**Listing for locating named things**
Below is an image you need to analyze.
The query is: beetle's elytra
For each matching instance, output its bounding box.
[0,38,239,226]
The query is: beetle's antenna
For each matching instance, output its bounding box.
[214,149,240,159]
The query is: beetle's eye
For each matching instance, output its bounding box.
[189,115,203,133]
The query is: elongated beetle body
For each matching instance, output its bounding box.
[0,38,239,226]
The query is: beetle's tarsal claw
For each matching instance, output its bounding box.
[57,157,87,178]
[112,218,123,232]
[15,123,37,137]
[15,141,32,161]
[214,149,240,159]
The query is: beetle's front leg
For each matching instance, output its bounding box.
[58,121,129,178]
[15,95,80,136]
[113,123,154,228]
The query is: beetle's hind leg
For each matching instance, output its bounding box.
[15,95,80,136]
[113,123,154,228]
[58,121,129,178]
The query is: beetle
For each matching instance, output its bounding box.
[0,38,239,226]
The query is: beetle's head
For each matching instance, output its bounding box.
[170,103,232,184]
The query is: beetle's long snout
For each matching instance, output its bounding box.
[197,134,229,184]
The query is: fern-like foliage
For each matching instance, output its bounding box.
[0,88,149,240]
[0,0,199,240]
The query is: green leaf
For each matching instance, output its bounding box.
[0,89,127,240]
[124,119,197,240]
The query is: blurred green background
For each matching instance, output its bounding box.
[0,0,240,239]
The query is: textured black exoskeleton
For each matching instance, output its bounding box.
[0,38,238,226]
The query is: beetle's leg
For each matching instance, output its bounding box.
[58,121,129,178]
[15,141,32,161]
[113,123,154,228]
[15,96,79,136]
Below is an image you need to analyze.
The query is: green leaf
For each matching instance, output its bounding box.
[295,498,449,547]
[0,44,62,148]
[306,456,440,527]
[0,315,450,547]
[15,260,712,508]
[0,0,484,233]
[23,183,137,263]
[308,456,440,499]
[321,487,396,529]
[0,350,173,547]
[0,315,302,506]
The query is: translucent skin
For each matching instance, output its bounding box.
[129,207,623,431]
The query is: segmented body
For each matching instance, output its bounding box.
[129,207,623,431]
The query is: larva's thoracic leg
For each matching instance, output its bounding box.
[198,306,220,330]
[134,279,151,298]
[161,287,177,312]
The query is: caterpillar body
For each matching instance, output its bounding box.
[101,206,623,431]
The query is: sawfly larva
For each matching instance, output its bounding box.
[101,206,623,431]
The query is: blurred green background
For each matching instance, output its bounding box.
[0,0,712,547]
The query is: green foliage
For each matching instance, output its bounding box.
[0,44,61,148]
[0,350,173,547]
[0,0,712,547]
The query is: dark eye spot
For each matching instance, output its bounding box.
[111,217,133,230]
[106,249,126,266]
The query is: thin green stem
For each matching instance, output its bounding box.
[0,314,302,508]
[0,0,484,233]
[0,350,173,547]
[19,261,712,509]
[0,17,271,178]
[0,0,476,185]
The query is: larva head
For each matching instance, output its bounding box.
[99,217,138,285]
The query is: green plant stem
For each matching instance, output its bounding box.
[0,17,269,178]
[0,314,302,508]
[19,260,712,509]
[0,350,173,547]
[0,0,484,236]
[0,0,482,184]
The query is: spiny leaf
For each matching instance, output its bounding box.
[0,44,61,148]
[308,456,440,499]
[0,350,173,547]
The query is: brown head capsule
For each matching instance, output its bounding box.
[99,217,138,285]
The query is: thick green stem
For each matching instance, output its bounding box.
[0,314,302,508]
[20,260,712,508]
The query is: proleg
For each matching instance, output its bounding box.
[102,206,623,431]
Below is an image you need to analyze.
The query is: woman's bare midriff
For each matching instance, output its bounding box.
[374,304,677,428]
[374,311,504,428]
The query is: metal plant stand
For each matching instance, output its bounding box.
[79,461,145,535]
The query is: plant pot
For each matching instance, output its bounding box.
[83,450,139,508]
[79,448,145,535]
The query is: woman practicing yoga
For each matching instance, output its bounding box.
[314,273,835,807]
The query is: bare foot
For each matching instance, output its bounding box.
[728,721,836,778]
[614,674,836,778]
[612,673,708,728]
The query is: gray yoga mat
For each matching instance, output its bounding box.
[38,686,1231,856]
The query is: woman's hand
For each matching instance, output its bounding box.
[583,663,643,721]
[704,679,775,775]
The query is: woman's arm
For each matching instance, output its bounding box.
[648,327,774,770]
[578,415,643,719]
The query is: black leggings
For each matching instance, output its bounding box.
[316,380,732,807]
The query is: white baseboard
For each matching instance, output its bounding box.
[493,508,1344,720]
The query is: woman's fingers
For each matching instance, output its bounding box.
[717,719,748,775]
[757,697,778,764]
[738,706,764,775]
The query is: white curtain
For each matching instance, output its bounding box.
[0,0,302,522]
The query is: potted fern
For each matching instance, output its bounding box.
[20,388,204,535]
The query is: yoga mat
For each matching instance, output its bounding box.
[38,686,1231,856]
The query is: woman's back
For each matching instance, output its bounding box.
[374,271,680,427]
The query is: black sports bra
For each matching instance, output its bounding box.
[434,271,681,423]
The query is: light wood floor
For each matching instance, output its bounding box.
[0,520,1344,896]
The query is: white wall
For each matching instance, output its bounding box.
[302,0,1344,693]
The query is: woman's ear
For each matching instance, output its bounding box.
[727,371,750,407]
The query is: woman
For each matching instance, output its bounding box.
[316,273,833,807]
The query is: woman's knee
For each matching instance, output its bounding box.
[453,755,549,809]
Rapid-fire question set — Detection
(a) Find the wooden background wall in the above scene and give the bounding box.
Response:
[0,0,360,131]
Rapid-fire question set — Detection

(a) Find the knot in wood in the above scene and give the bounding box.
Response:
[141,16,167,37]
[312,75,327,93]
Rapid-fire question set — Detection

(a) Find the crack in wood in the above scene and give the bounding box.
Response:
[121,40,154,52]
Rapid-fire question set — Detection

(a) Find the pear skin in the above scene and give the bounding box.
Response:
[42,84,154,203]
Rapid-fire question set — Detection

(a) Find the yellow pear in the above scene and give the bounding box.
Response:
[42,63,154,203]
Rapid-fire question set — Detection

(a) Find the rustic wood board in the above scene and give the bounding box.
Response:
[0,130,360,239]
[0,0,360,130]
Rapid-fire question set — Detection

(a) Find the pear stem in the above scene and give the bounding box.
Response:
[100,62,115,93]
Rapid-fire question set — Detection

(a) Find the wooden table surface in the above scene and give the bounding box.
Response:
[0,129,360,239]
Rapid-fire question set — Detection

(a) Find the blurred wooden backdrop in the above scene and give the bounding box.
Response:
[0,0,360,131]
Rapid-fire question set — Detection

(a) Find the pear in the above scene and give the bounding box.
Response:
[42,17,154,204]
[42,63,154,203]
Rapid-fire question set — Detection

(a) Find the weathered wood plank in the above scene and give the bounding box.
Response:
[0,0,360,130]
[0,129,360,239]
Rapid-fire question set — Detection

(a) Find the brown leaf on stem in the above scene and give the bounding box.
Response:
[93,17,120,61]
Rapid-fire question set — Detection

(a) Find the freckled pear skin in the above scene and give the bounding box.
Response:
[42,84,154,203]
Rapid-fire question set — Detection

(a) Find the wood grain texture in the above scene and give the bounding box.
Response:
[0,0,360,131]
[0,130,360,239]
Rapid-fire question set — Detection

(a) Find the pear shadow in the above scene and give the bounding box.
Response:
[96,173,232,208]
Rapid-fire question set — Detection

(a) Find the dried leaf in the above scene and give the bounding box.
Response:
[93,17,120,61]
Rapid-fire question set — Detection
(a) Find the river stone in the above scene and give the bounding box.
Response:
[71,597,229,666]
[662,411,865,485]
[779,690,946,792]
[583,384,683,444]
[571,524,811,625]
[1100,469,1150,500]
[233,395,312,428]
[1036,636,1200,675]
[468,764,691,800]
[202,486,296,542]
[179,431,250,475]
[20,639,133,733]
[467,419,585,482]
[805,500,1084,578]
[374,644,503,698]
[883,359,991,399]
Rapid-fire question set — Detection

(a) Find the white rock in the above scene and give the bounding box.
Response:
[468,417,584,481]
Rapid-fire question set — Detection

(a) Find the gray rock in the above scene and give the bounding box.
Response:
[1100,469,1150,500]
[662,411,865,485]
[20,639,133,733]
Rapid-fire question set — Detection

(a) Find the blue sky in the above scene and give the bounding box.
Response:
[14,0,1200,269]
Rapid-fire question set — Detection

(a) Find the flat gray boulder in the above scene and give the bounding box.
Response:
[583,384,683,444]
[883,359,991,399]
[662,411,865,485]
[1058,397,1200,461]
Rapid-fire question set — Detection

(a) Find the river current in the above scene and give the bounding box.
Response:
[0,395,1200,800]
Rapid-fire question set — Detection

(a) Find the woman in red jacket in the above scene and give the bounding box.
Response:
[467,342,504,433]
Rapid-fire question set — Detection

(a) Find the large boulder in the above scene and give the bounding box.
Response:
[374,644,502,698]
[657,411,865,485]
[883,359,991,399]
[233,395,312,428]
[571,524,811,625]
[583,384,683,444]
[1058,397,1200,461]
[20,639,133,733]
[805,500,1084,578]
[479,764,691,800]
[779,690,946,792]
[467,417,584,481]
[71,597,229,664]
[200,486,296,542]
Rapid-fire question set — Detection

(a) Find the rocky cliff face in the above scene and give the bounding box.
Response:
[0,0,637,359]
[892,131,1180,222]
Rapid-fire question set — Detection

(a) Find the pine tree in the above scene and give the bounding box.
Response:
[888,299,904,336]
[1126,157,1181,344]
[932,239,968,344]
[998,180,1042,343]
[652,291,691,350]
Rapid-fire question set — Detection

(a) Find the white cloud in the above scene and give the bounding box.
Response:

**Problem statement**
In the listing, swap "curtain" for "drape" in the lines starting with the one that contains "The query is: white baseboard" and going on through the one that contains "[0,0,302,522]", and give back only those lines, with everything else left unchanged.

**Written solution**
The query is: white baseboard
For each matching instance, output its bounding box.
[493,508,1344,720]
The query is: woman's fingers
For each matching instance, output its bounding box.
[717,719,748,775]
[757,697,778,764]
[738,706,764,775]
The query is: white drape
For each matching instance, output its bounding box.
[0,0,302,522]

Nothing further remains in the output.